Do this:
Pick out every line in the entries below that contains the word "flower", and copy each line in full.

Data lines:
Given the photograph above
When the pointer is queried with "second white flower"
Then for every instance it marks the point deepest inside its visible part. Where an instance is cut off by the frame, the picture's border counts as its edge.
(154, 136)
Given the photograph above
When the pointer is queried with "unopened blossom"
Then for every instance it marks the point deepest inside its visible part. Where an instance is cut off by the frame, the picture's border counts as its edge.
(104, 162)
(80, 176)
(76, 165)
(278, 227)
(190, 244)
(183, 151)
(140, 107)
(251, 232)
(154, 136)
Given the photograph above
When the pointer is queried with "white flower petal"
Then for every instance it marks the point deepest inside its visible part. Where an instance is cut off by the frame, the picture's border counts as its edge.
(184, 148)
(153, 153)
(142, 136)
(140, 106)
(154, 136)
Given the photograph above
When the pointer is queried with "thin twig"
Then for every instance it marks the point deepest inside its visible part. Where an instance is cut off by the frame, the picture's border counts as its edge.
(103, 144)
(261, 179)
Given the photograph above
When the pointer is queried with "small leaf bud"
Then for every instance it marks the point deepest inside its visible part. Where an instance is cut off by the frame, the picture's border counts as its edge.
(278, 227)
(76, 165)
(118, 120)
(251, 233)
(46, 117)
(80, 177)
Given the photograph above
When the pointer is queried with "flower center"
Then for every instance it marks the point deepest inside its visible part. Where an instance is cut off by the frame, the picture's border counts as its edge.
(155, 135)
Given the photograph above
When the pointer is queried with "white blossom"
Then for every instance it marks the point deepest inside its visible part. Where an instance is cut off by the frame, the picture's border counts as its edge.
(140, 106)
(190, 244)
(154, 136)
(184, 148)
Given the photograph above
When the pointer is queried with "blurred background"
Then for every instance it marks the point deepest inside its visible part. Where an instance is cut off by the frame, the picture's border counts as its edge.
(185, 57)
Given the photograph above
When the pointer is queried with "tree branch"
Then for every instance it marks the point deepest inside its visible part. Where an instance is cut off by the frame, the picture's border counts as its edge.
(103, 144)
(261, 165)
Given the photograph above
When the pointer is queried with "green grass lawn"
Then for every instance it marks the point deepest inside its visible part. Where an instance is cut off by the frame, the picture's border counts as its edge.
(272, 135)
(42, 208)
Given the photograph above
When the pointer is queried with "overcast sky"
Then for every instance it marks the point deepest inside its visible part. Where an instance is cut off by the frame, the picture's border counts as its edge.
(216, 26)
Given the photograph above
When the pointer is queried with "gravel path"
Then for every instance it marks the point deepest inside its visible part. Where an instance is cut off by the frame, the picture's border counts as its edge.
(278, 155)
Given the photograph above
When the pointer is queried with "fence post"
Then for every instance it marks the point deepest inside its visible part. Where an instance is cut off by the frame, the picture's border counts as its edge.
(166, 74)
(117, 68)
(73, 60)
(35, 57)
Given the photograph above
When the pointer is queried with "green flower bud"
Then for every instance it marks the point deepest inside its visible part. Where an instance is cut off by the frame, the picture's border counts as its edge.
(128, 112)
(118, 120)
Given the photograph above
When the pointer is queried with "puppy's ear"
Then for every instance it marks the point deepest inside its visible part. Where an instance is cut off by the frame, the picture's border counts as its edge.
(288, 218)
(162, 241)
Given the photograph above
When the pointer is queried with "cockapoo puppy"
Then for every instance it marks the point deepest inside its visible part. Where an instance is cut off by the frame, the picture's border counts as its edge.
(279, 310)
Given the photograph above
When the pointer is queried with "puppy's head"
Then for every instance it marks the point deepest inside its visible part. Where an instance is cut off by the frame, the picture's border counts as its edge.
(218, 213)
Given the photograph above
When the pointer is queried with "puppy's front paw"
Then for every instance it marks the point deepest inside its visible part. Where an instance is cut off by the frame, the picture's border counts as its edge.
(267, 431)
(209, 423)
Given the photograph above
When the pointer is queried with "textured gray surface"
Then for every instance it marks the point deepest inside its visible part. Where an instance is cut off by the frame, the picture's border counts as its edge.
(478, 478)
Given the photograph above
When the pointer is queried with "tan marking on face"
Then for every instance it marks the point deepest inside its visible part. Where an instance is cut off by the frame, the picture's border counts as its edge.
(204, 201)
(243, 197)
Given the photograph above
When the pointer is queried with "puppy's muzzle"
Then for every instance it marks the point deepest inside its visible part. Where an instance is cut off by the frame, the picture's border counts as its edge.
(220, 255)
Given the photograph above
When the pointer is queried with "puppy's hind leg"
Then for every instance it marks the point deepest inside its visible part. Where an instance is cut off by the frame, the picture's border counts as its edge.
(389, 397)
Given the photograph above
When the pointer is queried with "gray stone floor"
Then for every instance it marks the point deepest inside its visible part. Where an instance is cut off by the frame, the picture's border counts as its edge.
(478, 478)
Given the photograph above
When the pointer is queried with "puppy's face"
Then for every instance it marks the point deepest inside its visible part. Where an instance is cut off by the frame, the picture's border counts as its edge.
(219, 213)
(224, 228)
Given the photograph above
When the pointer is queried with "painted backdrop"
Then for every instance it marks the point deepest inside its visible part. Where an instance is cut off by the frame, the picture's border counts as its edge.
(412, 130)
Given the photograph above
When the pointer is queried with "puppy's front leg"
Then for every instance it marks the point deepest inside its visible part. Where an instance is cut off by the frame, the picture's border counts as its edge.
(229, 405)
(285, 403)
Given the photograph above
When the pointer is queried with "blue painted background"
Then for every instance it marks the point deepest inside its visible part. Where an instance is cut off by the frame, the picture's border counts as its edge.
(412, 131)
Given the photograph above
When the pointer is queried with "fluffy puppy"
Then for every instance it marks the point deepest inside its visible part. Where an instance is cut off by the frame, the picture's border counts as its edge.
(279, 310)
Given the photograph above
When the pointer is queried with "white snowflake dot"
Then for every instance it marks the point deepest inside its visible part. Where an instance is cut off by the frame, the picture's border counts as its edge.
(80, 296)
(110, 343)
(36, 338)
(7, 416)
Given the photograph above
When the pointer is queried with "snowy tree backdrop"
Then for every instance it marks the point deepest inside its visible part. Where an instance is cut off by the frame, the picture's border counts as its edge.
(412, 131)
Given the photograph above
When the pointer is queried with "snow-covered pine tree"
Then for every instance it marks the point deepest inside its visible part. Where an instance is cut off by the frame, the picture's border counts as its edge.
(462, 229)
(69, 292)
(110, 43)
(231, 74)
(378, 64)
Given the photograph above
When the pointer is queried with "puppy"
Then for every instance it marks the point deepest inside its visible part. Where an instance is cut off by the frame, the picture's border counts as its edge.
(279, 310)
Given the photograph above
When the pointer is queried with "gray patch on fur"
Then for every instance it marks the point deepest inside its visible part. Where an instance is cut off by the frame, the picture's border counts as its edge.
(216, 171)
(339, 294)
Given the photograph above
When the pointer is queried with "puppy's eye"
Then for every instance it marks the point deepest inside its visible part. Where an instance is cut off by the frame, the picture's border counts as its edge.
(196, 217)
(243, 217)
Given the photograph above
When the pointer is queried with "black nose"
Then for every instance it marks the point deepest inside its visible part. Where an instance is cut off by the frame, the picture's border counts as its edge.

Full answer:
When the pointer is queried with "second white flower"
When the pointer is queried with "white flower petal"
When the pointer is queried with "flower center"
When the pointer is queried with "green flower bud"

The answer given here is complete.